-- BEGIN SUPPLIED RECORDS --

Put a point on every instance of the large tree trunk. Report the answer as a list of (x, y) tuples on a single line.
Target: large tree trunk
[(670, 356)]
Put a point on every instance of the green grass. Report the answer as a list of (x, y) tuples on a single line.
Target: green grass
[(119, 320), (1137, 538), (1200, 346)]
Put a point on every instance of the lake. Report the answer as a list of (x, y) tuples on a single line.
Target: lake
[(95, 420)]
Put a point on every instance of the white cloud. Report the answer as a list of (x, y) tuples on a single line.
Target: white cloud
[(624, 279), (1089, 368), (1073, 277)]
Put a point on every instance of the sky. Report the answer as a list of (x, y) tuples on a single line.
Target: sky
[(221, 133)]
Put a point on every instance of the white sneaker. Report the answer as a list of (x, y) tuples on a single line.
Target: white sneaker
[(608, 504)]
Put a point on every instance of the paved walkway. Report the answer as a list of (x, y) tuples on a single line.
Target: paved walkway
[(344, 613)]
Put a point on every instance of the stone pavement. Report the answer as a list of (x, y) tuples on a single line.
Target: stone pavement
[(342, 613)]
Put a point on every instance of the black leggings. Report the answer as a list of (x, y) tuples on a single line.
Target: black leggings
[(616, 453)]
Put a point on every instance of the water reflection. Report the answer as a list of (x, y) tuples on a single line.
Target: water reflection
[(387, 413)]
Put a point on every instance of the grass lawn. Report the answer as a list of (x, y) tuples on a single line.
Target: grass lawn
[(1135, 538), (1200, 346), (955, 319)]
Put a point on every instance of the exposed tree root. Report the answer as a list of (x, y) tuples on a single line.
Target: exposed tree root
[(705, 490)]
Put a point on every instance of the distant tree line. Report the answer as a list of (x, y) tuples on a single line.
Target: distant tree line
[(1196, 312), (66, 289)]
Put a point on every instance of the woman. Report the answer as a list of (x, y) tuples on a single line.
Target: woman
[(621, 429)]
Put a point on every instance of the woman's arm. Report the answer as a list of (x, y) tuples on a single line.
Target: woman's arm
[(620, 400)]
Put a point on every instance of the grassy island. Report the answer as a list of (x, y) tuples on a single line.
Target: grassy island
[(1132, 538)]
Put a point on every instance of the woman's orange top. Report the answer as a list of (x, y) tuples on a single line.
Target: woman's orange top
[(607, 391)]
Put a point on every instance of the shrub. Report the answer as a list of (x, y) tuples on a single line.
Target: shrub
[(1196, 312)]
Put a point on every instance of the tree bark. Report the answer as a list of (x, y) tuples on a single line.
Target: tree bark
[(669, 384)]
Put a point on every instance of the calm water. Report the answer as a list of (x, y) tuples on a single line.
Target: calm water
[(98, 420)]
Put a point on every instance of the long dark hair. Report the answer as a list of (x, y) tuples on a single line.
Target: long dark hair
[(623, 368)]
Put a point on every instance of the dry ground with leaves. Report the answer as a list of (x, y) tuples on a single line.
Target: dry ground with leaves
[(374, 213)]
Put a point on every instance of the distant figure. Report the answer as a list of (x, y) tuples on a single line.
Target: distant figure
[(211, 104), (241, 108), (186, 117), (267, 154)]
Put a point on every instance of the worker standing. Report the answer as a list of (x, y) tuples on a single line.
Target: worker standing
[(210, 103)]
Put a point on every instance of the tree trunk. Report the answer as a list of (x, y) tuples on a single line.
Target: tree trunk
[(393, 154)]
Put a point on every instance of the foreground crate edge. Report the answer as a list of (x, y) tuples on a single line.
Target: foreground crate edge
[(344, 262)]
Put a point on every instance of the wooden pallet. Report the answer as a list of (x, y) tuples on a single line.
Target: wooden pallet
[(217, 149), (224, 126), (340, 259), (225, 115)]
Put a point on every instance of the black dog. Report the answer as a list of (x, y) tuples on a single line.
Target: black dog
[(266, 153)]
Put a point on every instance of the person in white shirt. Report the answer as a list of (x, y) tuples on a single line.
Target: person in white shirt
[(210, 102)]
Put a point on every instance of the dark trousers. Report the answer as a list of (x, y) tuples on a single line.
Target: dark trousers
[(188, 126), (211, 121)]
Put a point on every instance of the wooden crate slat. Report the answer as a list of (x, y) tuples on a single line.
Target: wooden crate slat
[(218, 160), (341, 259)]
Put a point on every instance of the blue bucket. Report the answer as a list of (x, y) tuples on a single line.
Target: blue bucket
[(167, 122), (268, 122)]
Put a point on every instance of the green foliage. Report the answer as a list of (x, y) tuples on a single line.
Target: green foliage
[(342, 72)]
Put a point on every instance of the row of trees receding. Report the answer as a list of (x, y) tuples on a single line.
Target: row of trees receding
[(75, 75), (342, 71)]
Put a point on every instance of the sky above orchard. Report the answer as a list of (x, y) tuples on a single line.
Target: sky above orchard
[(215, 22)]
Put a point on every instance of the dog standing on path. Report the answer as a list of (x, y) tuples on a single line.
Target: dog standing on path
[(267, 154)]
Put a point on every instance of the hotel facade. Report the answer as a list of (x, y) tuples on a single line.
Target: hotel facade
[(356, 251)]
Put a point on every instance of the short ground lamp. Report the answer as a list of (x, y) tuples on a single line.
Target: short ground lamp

-- END SUPPLIED RECORDS --

» **DIRECTIONS**
Rewrite all of the records, replacing "Put a point on" with "Mark" wherever it appears and leaving everything else unchanged.

» **FULL ANSWER**
Mark every instance of the large tree trunk. Report the answer as a list of (x, y) tuples on a single line.
Target: large tree trunk
[(670, 356)]
Mark every instance of the green grass. Report the answer as a list of (x, y) tuples on a single line.
Target: green grass
[(119, 320), (1137, 538), (1200, 346)]
Mark every instance of the lake. Report the answer as a list of (x, y) tuples on a single line.
Target: lake
[(95, 420)]
Mark every instance of the white cloud. Report the answer as a list of (x, y) tuples on a single line.
Target: white cloud
[(624, 279), (1089, 368), (1073, 277)]
Mark every instance of the sky. Report the answer as a list of (x, y) tuples on a single line.
Target: sky
[(221, 133)]
Mark every instance of the white sneaker. Report the answer as a list of (x, y) tuples on a single line.
Target: white sneaker
[(608, 504)]
Mark every instance of the paved walkway. Report the answer as a list of (x, y) tuples on a single line.
Target: paved walkway
[(344, 613)]
Mark every instance of the stone pavement. Report the answer as a list of (x, y) tuples on a single line.
Target: stone pavement
[(342, 613)]
Mark every instance of the black leggings. Report the answer as a list of (x, y) tuples on a single line.
Target: black leggings
[(616, 453)]
Mark every instance of the water reflection. Report the answer as a list of (x, y) tuples on a single line.
Target: water reflection
[(387, 413)]
Mark every instance of the grass lawn. Report the answer as a list of (x, y) tuples on a single line.
Target: grass lawn
[(1135, 538), (1200, 346), (955, 319)]
Mark every instance of the exposed tree root. Report the answer as a list of (x, y) tuples on a single line.
Target: exposed tree root
[(705, 490)]
Mark every instance of the distant tree line. Report the answer as a list of (x, y) tuples on a single line.
Target: distant tree line
[(1196, 312), (66, 289)]
Mark every instance of the woman. Report the answer as a list of (x, y) tuples on a single line.
Target: woman
[(621, 429)]
Mark every instance of the woman's arm. Report the answer as a list of (x, y) tuples on a single line.
Target: woman's arm
[(620, 400)]
Mark every instance of the grassy island. Report the answer as a list of (x, y) tuples on a single line.
Target: grassy island
[(1132, 538)]
Mark every instance of the woman's orange top. Report the answer as a list of (x, y) tuples on a single line.
Target: woman's orange top
[(607, 391)]
Mark every instance of the shrub. Report the answer as a list of (x, y) tuples on a single line.
Target: shrub
[(1196, 312)]
Mark every instance of the tree bark. Report the answer as a list of (x, y) tuples on a single line.
Target: tree bark
[(669, 384)]
Mark every instance of the calm water. Report the answer as a list of (x, y) tuples on a single line.
Target: calm water
[(98, 420)]
Mark every instance of the long dark hair. Report the answer as a list of (x, y) tuples on a single line.
Target: long dark hair
[(623, 368)]
Mark every instance of the dry ground with leaves. Report the answer as a list of (x, y) tuples on a single line.
Target: dry ground with leaves
[(374, 213)]
Mark every instance of the distant figure. Report the answer as a list of (x, y) tuples on a single line.
Target: distant figure
[(211, 104), (241, 108), (186, 117), (267, 154)]
Mark every instance of the worker standing. Report the answer as a list of (x, y) tuples on a single line.
Target: worker standing
[(210, 103)]
Mark every instance of the tree trunk. Report the answer as a list of (x, y) tuples on a single line.
Target: tree trunk
[(393, 154)]
Mark every instance of the foreground crate edge. Report the answer as a list of (x, y) tuples on a single line.
Target: foreground crate edge
[(344, 262)]
Mark every instance of the wooden pallet. Report the answer as a list of (x, y) tuples on a single line.
Target: wooden pallet
[(217, 149), (224, 126), (340, 259), (225, 115)]
Mark every instance of the black dog. Report the answer as a list of (x, y) tuples on a single line.
Target: black dog
[(266, 153)]
Mark every instance of the person in white shirt. Report the answer as a list of (x, y) tuples on a single line.
Target: person in white shirt
[(210, 102)]
Mark every instance of the dark trousers. Report the answer as a list of (x, y) tuples on a single line.
Target: dark trousers
[(188, 126), (211, 121)]
Mark every instance of the wooden crate slat. Report the answer as a list of (x, y) tuples on a single line.
Target: wooden crate slat
[(218, 160), (341, 259)]
Mark every instance of the blue bucket. Report the answer as a list of (x, y) tuples on a single line.
Target: blue bucket
[(167, 122), (268, 122)]
Mark every instance of the green foliage. Report the answer as a list of (x, y) tuples on a single line.
Target: green foliage
[(342, 72)]
Mark every instance of the row of trees receding. Report the answer as a list of (x, y) tuples on a single line.
Target: row of trees receding
[(75, 75), (342, 71)]
Mark every instance of the sky above orchard. Report the answer as a list of (x, y) tuples on a single line.
Target: sky above orchard
[(215, 22)]
Mark every instance of the dog standing on path. Report the answer as a list of (x, y) tuples on a single line.
Target: dog standing on path
[(267, 154)]
Mark every instance of the hotel facade. Report the answer as a list of (x, y) tuples on a single line.
Target: hotel facade
[(356, 251)]
Mark every instance of the short ground lamp. Report the answer as a list of (x, y) tuples on a single line.
Target: short ground lamp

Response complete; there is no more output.